**YOUR OBJECTIVE**
Please copy the entries from the line containing "locate the ceiling." through the line containing "513,97 -> 640,164", replacing "scan" with "photo" and changing nothing else.
***** DATASET CONTENT
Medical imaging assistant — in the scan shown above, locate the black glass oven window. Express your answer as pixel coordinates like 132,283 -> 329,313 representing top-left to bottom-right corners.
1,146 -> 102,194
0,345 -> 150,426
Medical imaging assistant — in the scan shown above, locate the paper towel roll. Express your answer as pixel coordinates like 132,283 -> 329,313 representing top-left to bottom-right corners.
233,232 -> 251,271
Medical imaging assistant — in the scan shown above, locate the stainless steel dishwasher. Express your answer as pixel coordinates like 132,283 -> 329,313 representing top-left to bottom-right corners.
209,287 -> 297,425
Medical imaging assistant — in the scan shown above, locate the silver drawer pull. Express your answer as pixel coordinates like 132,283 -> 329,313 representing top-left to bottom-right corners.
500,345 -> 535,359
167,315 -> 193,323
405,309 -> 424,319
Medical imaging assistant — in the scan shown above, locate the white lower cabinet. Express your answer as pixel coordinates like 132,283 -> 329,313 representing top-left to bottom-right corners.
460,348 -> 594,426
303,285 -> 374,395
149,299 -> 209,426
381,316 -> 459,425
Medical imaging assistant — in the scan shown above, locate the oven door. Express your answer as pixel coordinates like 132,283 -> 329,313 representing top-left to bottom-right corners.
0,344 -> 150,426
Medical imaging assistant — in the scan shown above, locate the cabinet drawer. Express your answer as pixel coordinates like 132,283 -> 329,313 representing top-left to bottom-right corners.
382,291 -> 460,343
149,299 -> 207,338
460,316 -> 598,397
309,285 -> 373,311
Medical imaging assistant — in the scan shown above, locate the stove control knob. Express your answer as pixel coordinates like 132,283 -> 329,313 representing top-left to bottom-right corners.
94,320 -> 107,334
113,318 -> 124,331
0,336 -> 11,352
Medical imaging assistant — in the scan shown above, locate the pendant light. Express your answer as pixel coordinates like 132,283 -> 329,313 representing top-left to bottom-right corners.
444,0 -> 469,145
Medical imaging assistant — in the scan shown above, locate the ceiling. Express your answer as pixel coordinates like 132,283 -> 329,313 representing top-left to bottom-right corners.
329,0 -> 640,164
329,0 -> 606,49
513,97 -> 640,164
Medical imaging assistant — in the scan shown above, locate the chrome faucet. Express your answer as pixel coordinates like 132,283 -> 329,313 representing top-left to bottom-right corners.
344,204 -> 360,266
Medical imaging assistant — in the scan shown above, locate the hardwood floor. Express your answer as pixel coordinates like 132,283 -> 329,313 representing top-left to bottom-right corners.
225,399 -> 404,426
**********
***** DATASET CONTENT
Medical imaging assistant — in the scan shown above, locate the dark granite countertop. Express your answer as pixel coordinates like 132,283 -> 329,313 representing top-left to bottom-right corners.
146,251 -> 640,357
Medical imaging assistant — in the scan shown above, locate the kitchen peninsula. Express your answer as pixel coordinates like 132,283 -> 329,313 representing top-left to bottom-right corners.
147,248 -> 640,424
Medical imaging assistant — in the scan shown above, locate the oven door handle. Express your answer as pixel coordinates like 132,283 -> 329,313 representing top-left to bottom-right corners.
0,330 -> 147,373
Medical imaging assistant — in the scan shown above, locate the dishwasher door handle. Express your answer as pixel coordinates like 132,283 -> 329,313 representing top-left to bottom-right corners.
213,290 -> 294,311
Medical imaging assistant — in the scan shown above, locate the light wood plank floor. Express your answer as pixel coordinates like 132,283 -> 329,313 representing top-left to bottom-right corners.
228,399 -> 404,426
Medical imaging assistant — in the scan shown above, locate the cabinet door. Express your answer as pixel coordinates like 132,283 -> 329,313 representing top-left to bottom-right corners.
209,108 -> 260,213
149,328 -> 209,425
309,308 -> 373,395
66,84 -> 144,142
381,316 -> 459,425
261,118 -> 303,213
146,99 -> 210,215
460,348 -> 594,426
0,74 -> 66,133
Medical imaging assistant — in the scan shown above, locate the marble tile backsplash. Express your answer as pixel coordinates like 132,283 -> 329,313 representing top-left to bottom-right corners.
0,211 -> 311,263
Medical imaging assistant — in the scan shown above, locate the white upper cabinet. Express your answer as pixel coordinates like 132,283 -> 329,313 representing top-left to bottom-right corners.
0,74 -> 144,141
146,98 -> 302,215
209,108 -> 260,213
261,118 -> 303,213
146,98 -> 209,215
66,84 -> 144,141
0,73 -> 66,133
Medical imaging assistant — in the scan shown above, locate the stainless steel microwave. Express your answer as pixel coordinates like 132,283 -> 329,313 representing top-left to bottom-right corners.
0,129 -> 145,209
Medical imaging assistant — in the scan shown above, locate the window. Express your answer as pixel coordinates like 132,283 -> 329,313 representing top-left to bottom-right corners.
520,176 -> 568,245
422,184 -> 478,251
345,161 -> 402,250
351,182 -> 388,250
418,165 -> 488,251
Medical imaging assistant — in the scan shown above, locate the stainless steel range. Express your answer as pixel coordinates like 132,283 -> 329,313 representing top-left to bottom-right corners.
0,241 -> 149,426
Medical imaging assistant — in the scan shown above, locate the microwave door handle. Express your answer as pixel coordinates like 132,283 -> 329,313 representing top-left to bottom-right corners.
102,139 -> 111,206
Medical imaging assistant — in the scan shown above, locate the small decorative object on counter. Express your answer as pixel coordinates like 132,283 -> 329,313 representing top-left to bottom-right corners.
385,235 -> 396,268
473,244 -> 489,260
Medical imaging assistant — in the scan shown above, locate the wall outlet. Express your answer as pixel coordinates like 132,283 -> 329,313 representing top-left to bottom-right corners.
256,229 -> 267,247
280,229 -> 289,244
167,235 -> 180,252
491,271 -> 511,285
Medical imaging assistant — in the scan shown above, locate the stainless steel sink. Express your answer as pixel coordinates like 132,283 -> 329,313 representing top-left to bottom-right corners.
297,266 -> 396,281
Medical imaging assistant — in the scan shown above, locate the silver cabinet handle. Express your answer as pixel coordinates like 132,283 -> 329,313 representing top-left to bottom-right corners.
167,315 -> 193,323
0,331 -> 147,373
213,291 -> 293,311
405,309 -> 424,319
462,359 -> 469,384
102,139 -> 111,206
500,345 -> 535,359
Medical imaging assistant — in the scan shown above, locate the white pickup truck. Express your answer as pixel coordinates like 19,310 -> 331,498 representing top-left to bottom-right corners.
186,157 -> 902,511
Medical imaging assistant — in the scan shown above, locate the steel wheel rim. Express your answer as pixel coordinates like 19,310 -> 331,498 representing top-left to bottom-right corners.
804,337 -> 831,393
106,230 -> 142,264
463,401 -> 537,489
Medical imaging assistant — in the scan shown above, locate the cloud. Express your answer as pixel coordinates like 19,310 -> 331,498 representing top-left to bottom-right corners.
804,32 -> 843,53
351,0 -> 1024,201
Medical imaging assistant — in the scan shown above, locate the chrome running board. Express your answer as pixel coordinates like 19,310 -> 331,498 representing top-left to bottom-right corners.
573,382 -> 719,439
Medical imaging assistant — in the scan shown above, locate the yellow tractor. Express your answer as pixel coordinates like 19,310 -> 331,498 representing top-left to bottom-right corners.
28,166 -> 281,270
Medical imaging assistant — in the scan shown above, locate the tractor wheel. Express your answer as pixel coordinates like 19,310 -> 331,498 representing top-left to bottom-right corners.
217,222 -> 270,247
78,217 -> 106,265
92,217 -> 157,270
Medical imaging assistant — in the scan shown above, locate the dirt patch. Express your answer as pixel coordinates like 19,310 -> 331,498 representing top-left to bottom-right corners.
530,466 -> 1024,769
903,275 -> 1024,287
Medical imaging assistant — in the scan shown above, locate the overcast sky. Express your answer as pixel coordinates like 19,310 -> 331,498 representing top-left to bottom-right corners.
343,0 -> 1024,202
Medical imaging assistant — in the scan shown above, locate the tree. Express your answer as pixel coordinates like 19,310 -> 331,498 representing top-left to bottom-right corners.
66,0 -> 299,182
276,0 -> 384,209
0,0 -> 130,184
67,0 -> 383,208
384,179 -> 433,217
**********
***** DATASET CONTENT
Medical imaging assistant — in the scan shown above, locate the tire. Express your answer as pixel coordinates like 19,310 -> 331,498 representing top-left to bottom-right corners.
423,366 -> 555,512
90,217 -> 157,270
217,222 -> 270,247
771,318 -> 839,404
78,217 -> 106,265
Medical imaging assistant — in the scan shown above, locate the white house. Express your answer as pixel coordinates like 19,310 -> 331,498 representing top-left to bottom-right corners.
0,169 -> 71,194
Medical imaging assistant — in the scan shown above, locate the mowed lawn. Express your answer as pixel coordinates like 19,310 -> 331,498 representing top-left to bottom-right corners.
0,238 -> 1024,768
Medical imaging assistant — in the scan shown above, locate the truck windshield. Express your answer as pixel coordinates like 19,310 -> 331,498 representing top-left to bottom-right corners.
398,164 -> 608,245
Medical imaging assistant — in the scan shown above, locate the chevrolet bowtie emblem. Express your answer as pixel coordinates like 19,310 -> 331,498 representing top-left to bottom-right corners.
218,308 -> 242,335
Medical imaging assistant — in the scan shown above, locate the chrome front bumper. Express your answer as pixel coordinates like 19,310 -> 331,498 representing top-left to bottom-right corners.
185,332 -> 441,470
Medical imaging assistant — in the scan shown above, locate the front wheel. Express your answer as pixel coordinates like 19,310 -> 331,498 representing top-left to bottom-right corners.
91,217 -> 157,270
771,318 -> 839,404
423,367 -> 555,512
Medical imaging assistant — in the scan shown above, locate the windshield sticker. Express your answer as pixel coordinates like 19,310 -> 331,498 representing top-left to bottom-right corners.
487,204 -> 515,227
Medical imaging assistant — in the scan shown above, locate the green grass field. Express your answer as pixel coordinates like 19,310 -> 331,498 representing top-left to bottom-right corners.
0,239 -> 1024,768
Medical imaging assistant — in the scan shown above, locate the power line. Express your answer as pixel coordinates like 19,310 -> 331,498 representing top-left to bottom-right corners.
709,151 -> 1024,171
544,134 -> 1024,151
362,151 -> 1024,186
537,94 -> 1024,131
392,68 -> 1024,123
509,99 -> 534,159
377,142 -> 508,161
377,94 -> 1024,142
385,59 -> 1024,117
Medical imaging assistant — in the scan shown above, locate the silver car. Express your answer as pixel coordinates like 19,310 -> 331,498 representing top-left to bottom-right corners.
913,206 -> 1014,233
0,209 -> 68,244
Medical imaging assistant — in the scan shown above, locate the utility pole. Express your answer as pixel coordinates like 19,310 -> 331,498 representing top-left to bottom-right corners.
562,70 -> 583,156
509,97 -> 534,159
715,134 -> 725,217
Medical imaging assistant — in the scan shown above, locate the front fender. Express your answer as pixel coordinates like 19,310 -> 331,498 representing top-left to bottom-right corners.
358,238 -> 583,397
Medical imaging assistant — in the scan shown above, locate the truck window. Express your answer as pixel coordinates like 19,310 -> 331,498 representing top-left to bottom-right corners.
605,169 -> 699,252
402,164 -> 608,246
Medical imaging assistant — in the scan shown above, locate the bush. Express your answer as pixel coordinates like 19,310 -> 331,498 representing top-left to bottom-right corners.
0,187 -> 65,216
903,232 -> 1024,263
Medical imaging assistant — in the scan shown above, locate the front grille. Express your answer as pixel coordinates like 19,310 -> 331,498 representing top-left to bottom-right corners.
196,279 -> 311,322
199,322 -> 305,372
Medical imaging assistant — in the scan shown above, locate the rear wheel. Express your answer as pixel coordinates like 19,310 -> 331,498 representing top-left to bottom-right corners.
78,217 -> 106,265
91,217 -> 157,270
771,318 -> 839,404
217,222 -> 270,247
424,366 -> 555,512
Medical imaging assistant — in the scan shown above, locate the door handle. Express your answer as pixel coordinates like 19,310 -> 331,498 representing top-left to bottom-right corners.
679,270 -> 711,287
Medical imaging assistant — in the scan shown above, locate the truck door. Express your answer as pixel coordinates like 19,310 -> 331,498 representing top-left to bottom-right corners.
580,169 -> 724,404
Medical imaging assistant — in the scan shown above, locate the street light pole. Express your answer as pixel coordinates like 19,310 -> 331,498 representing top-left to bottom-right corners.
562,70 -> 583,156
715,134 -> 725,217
**********
**WRITTEN RESPONSE**
Medical imaging assistant — in the photo shown above, locate the ceiling. Express your answer as pixel coordinates like 132,283 -> 329,313 representing top-left to bottom-right corners.
329,0 -> 640,164
329,0 -> 606,49
513,97 -> 640,164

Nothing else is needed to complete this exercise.